*Texte présenté*
---------------

Le conseil des ministres du 25 octobre 2023 a dénoncé la convention de 1998 autorisant la cession des parts de l’Etat de la SN-SOSUCO à un consortium stratégique appelé « sucre participation ». L’État reprend ainsi la main de la société sucrière de la Comoé. Issa Martin Bikienga, ancien directeur d’exploitation de la société et ancien ministre de l’agriculture donne son point de vue sur la décision du gouvernement.
Lefaso.net : Pouvez-vous vous présenter s’il vous plaît ?
Issa Martin Bikienga : Mon nom c’est Issa Martin Bikienga. Je suis ingénieur agro-économiste de formation. Je suis un ancien ministre de l’agriculture du Burkina Faso. J’ai eu l’avantage de travailler pendant dix ans à la Société sucrière de la Comoé en tant que directeur d’exploitation de 1985 à 1995. J’étais détaché par l’Etat pour y travailler. Je suis à la retraite depuis onze ans maintenant. Je suis consultant en développement rural. Je suis membre de l’Académie nationale des sciences, des arts et des lettres du Burkina Faso.

---------------

*Données affichées*
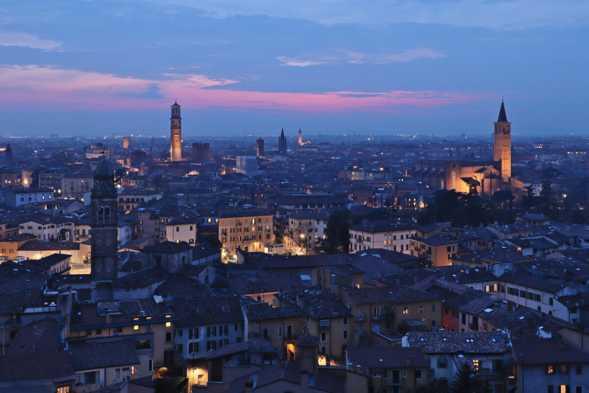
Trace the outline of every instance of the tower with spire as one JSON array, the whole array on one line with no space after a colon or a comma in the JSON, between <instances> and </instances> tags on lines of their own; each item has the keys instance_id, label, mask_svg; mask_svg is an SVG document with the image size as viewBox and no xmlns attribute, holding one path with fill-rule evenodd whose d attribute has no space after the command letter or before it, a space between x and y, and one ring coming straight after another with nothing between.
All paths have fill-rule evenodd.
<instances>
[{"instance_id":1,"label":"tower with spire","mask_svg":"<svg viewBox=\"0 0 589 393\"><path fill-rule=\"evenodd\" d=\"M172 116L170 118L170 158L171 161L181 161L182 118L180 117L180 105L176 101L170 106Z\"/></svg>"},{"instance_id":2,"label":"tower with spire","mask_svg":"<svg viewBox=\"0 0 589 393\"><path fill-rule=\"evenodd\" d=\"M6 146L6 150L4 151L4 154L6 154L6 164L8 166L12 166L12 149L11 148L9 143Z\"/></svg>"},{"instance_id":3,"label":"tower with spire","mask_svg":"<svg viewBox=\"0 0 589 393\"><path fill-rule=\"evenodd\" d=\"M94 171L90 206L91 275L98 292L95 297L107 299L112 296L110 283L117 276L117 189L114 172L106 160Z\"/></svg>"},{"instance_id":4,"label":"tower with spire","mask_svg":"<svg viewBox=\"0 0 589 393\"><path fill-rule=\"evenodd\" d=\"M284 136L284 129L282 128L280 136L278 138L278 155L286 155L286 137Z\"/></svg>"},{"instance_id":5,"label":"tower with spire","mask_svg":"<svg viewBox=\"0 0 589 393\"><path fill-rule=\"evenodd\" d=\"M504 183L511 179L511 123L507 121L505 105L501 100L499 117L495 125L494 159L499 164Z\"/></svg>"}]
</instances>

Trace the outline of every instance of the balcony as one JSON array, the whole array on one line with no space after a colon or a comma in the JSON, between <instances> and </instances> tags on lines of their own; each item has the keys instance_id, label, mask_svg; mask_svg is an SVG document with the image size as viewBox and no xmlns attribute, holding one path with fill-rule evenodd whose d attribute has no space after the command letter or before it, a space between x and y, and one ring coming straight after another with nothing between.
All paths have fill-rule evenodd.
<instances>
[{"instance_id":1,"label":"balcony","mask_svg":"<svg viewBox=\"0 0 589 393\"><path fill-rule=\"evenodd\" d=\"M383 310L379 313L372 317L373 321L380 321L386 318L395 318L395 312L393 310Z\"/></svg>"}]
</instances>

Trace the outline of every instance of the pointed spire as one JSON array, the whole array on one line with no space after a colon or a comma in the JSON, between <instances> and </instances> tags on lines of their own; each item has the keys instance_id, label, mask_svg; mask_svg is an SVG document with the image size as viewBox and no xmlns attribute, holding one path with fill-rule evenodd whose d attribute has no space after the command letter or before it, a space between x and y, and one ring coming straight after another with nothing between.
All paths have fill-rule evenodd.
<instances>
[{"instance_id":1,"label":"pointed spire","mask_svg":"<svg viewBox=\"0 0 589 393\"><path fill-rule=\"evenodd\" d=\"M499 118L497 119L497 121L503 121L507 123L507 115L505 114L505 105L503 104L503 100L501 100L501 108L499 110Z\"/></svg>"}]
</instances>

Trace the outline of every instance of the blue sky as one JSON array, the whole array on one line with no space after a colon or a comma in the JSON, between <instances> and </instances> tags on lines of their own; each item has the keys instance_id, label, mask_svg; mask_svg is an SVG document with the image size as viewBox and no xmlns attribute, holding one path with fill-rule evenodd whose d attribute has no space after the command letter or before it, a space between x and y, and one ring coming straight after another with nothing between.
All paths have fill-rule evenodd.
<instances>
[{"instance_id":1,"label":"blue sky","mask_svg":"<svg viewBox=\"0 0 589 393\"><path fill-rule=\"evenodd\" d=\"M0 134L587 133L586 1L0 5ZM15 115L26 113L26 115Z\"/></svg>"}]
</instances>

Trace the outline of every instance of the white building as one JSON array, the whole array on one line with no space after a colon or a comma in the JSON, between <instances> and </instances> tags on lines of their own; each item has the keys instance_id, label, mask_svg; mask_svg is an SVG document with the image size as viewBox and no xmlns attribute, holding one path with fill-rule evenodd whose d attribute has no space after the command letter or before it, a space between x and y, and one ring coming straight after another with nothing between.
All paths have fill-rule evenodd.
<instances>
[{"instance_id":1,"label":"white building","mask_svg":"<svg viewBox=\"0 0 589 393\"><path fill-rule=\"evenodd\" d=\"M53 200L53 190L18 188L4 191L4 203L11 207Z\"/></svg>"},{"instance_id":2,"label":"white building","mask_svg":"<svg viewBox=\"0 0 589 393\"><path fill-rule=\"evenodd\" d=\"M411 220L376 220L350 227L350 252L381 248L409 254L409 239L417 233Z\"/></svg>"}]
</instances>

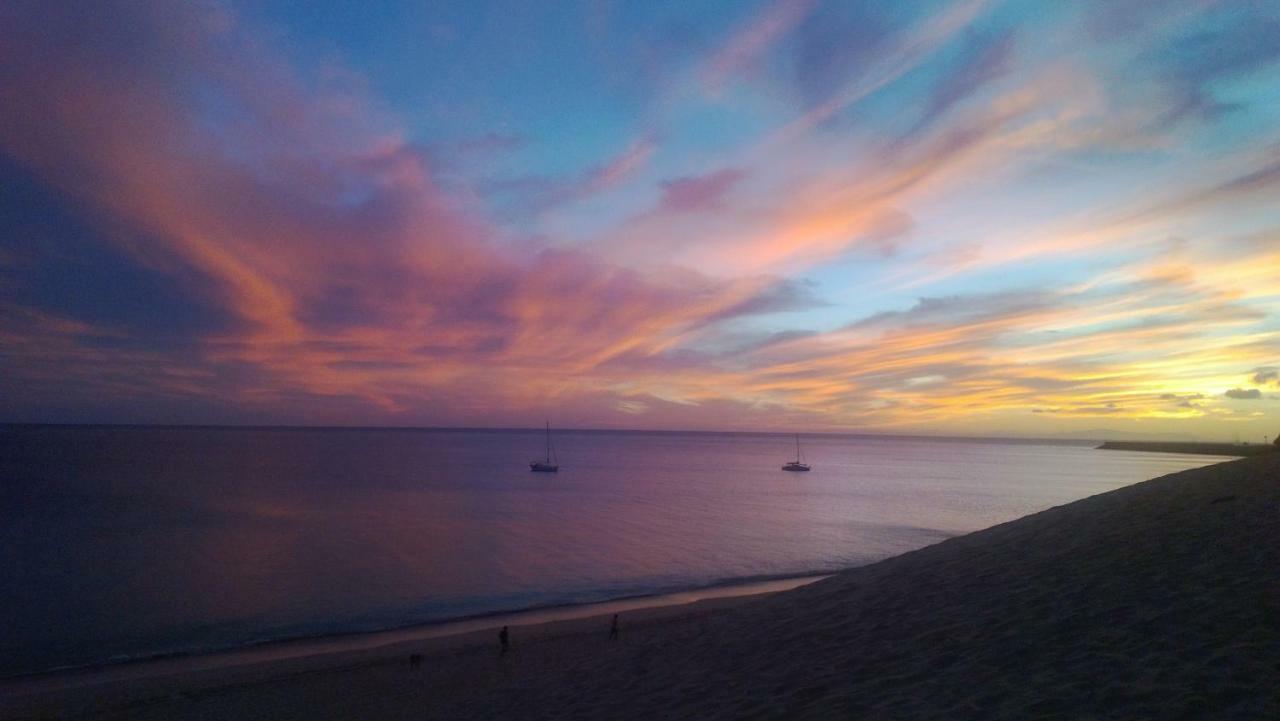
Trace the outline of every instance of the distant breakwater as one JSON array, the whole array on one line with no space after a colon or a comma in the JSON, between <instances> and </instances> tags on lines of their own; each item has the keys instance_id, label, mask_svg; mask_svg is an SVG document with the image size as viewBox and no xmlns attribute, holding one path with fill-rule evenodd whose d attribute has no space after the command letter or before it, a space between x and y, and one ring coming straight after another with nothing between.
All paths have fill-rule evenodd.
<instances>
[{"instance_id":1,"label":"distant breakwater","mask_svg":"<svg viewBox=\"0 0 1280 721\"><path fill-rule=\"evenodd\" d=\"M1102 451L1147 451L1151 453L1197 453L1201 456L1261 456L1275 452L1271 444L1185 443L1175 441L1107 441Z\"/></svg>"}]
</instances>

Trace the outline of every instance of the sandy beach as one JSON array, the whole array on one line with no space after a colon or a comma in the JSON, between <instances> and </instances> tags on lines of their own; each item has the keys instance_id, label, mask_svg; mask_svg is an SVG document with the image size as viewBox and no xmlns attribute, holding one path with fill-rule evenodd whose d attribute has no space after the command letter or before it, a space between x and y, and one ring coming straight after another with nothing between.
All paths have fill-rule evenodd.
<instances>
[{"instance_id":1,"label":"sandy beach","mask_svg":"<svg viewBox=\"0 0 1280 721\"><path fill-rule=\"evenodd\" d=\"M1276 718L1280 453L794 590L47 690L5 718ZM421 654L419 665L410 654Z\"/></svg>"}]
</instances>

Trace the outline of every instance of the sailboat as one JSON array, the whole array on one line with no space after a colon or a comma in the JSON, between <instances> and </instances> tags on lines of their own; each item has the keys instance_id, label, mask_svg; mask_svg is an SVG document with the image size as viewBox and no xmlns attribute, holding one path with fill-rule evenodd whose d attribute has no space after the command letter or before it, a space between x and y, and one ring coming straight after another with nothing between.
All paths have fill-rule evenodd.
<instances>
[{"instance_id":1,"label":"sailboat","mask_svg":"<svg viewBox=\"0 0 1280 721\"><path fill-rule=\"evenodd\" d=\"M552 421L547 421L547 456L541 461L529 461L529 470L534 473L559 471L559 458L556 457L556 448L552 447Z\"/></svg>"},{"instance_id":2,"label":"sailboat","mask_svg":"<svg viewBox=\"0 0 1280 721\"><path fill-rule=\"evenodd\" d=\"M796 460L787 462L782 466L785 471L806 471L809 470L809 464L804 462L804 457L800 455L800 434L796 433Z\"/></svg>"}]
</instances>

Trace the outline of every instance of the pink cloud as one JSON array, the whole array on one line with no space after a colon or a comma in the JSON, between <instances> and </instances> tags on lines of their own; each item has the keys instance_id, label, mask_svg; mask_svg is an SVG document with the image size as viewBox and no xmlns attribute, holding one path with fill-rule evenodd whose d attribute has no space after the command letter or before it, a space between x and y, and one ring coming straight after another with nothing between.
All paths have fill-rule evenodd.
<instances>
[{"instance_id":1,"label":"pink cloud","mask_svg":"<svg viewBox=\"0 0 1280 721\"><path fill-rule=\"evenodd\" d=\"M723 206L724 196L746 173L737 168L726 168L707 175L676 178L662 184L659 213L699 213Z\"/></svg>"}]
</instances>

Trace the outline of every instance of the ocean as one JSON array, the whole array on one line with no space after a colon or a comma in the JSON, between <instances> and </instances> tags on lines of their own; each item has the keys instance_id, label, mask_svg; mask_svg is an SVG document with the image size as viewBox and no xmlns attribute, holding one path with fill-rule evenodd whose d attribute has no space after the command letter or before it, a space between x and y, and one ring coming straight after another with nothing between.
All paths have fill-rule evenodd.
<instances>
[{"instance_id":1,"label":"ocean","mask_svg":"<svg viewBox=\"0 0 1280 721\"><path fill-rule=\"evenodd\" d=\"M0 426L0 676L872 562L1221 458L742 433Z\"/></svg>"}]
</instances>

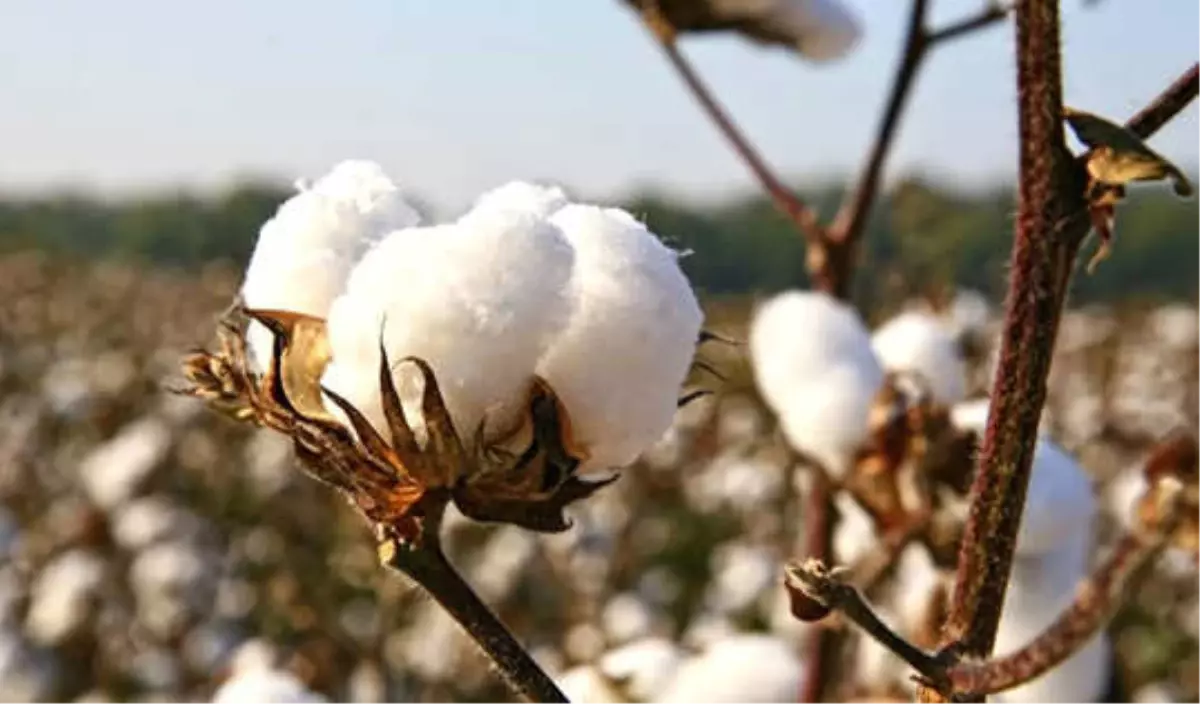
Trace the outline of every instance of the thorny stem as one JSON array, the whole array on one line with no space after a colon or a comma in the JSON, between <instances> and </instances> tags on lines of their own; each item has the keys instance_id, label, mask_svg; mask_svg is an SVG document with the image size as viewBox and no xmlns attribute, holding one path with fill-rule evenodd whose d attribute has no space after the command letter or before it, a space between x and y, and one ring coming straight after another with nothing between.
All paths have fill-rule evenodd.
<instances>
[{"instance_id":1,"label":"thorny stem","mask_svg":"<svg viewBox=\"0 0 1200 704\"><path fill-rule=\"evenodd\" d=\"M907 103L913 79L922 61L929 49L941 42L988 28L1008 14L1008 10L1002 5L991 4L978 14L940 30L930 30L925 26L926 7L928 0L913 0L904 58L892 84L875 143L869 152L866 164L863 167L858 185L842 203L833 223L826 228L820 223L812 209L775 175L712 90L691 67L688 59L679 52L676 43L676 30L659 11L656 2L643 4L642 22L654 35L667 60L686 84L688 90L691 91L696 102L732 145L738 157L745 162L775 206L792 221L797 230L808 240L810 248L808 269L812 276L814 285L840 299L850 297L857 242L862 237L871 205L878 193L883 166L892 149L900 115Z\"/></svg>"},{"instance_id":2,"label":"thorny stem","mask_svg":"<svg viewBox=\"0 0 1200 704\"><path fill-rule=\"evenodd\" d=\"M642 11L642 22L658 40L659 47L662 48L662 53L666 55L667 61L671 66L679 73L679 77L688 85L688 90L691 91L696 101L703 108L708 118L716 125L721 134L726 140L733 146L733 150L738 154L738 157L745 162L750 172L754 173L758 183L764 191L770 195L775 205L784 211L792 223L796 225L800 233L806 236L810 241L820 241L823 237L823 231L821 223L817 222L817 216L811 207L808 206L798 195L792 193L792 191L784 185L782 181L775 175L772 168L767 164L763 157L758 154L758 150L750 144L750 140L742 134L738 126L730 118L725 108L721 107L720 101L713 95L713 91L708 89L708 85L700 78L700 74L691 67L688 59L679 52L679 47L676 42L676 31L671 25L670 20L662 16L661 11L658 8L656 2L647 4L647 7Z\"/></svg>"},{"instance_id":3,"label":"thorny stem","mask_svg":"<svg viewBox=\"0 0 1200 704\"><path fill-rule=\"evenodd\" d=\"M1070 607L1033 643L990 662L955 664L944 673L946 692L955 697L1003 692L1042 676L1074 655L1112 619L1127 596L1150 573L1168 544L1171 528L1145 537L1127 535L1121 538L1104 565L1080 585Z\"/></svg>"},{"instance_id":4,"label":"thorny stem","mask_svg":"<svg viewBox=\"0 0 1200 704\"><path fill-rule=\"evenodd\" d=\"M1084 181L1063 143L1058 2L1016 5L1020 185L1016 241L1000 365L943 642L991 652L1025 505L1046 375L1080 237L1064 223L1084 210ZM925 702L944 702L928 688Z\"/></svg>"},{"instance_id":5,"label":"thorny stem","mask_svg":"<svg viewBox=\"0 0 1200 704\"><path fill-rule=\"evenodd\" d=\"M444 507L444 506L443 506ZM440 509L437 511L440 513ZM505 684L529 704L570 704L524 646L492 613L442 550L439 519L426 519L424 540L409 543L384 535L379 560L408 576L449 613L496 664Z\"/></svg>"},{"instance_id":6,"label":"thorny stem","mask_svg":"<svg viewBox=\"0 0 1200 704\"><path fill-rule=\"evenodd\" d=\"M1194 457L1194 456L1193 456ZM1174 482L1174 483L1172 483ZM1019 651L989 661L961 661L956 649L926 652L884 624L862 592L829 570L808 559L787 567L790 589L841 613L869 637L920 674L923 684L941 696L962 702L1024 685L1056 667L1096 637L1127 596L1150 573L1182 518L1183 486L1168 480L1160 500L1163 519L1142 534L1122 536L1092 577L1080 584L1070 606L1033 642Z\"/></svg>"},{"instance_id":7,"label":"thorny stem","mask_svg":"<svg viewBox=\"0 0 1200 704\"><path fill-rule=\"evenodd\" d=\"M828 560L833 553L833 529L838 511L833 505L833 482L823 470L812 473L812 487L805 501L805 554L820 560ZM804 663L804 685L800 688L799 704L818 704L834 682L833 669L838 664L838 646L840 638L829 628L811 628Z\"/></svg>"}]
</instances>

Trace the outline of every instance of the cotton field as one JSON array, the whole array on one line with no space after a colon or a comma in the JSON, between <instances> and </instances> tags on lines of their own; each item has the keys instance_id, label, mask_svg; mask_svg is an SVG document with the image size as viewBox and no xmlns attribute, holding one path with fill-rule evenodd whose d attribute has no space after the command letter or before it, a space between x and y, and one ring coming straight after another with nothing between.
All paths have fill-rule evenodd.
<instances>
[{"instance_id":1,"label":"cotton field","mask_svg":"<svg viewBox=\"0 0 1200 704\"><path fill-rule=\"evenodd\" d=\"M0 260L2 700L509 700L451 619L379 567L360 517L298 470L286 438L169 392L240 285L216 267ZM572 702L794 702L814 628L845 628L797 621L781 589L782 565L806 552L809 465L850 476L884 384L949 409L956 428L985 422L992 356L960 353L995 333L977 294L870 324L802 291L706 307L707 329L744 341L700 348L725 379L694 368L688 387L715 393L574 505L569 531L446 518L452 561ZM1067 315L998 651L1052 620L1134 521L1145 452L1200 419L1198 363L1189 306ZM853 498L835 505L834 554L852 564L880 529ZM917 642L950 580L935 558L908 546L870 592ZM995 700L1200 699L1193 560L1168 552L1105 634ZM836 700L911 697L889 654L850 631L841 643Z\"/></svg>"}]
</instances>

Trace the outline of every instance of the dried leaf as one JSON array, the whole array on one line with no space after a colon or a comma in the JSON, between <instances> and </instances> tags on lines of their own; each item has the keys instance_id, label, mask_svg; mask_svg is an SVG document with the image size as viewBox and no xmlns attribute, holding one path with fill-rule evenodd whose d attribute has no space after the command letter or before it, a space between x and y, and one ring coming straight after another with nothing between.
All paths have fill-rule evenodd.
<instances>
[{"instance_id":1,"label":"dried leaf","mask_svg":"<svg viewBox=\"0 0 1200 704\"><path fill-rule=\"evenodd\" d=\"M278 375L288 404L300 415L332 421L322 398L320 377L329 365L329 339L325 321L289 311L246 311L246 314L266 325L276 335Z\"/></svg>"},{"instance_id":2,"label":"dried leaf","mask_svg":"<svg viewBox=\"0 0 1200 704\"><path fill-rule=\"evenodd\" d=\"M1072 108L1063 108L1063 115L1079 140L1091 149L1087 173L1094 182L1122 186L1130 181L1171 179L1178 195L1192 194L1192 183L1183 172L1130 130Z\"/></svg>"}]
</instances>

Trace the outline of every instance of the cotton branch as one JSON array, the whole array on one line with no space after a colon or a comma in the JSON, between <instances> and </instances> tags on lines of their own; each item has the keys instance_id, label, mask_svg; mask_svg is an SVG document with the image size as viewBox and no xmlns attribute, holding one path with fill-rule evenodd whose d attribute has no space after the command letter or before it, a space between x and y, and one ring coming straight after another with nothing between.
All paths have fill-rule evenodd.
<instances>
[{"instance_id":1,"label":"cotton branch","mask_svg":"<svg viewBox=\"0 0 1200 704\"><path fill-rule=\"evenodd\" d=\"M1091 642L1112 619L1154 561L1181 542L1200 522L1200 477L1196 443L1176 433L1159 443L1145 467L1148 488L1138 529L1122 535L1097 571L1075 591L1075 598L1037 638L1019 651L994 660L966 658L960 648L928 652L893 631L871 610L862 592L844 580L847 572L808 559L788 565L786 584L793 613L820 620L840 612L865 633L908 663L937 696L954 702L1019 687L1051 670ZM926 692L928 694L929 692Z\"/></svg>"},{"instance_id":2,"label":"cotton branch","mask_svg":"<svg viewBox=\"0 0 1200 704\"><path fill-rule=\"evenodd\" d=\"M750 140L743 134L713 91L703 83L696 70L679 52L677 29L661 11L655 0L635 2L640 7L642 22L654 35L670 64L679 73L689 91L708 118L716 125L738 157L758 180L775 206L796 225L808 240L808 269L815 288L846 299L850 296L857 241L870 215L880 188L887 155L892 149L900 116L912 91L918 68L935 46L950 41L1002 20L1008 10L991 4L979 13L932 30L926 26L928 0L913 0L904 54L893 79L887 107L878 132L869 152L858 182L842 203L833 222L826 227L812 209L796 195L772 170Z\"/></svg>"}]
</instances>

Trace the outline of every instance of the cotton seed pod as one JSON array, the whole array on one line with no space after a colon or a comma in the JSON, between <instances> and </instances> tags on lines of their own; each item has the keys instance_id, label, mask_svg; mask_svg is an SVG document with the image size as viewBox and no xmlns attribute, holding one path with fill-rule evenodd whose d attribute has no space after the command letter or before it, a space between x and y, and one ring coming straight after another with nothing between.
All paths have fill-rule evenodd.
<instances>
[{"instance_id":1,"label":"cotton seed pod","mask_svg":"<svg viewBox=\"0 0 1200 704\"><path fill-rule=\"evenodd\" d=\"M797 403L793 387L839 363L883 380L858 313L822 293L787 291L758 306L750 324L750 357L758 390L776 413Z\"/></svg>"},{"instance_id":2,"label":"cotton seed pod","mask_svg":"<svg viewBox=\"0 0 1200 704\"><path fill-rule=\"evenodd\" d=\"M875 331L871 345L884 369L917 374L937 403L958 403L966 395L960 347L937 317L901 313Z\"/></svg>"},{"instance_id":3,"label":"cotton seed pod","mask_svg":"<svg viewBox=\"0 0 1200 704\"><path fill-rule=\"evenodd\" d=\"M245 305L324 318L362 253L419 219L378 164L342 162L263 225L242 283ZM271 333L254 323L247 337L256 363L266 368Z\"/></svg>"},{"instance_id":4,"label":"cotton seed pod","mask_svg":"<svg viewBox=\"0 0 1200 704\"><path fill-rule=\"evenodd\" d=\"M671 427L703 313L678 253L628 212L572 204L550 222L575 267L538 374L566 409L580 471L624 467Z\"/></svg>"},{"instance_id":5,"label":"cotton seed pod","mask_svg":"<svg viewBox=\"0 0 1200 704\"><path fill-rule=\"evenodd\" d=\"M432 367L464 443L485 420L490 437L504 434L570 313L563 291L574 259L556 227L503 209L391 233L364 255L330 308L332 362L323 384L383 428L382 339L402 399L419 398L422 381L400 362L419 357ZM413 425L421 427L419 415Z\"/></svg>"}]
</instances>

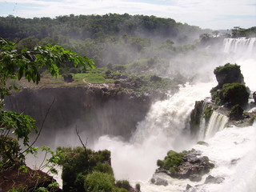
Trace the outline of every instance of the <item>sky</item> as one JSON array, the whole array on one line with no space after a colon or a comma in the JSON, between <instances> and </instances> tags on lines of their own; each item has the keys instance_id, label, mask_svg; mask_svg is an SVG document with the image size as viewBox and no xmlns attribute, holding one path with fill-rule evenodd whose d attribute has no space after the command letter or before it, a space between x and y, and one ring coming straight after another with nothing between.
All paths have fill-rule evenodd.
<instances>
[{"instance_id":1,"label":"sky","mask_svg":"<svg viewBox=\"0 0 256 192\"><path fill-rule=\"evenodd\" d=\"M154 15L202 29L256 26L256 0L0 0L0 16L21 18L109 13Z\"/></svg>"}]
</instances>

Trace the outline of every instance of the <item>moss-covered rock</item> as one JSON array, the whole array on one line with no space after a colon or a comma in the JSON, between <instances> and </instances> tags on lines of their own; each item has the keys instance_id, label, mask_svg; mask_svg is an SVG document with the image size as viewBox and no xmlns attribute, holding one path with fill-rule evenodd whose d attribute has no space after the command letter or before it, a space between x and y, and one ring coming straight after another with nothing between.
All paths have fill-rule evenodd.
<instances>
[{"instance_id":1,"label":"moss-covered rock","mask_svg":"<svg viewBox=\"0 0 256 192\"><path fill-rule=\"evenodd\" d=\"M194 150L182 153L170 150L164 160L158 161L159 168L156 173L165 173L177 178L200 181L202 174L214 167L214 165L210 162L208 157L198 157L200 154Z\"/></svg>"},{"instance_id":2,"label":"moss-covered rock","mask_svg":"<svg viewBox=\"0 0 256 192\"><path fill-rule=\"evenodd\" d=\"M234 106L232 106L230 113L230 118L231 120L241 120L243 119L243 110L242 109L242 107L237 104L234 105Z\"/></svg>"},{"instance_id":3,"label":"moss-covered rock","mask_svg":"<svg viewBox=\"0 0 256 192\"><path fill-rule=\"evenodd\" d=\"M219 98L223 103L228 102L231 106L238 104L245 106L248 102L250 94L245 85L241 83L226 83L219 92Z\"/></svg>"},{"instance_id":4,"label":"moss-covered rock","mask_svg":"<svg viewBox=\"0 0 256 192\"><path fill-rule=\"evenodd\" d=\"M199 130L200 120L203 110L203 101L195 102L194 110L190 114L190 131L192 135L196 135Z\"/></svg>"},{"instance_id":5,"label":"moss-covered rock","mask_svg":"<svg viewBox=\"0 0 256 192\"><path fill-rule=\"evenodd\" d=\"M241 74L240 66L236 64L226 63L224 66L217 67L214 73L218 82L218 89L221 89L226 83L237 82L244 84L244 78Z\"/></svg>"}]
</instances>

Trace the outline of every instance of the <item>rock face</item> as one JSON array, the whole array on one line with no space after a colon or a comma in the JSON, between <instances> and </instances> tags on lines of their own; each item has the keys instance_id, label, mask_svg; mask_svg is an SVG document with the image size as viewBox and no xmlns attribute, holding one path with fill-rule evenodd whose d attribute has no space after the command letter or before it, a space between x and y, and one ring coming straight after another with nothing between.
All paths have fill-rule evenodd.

---------------

*Série d'exercices*
• 1. Dans l'entretien sur la SN-SOSUCO, remplacez "consortium stratégique" par "groupement stratégique" et recopiez le passage allant de "Le conseil des" jusqu'à "décision du gouvernement." inclus.
• 2. Poursuivez l'entretien sur la SN-SOSUCO à partir de sa dernière phrase, s'il vous plaît.

*Réponses ci-dessous*
• 1.
Le conseil des ministres du 25 octobre 2023 a dénoncé la convention de 1998 autorisant la cession des parts de l’Etat de la SN-SOSUCO à un groupement stratégique appelé « sucre participation ». L’État reprend ainsi la main de la société sucrière de la Comoé. Issa Martin Bikienga, ancien directeur d’exploitation de la société et ancien ministre de l’agriculture donne son point de vue sur la décision du gouvernement.

• 2.
Qu’avez-vous éprouvé comme sentiment quand vous avez appris que le gouvernement décide de dénoncer la convention de 1998 par laquelle elle cédait ses parts au consortium stratégique « Sucre participation » ?
Pour ce qui est du compte-rendu du conseil des ministres du mercredi 25 octobre 2023 concernant la nationalisation de la SN SOSUCO, je pourrais dire que j’ai accueilli cette information avec beaucoup de satisfaction pour deux raisons. La première raison est personnelle. Comme j’ai travaillé pendant dix ans dans cette société, à savoir de 1985 à 1995, je peux dire que j’ai passé une bonne partie de ma carrière professionnelle dans cette société. Pour cette raison, je ne voulais pas voir mon ancienne société en difficulté. Lorsque j’ai appris que l’État a décidé de reprendre les affaires en main, je me suis dit voilà une chance pour cette société de renaître.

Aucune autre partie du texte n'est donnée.